Your instructions
Lay out the lines below, from the one containing "the woman's torso" through the end, inclusive, as a two-column CSV headed text and answer. Give one row pairing each line with the answer under it, put each field in quotes, and turn line breaks into spaces.

Data rows
################
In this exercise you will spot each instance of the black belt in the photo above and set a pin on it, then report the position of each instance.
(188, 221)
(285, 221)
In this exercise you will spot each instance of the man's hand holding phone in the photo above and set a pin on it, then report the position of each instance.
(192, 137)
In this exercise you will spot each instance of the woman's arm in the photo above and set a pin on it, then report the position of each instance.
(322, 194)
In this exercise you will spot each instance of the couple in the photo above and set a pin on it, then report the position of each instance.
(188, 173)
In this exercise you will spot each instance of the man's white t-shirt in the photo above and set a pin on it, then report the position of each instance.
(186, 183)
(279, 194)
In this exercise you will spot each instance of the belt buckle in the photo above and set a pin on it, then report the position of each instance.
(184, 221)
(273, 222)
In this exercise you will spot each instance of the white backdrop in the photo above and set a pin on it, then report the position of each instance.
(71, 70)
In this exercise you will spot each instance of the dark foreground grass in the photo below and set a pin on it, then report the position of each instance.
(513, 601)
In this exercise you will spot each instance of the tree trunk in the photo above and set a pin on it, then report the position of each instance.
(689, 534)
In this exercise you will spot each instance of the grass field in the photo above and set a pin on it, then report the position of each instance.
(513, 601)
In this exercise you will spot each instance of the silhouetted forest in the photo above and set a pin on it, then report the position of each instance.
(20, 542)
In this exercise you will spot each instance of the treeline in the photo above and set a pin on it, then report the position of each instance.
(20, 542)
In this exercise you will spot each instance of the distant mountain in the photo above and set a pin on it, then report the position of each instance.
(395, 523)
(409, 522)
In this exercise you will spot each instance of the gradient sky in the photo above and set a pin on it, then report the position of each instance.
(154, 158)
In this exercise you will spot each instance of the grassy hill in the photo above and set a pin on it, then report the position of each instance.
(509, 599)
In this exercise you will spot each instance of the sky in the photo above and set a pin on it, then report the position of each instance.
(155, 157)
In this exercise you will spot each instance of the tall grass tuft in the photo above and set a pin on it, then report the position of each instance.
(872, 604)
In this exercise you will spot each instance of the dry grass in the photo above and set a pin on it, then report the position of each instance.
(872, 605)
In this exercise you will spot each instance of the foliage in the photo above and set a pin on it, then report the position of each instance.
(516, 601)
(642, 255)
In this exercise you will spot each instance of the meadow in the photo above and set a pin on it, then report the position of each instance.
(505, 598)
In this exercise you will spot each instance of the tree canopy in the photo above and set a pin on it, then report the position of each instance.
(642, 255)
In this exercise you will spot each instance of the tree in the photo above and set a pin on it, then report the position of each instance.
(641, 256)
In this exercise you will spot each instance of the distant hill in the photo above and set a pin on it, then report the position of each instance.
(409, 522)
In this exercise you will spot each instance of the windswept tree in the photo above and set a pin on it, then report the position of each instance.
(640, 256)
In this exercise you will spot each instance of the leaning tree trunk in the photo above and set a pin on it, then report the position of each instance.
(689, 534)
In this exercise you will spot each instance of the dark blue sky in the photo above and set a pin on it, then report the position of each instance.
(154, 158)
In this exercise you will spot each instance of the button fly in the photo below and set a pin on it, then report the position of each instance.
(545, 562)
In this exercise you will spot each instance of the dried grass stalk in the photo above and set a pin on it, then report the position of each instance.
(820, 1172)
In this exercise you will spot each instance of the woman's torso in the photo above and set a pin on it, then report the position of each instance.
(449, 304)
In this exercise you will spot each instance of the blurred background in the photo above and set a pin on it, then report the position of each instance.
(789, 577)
################
Answer
text,answer
"In this exercise you will spot each instance of the woman's torso in the photo above and set a pin on it, then report the position of each instance.","(449, 304)"
"In this exercise you will spot each instance of the blurred background in the photo above and set a pin on it, then report the position of each instance.","(789, 577)"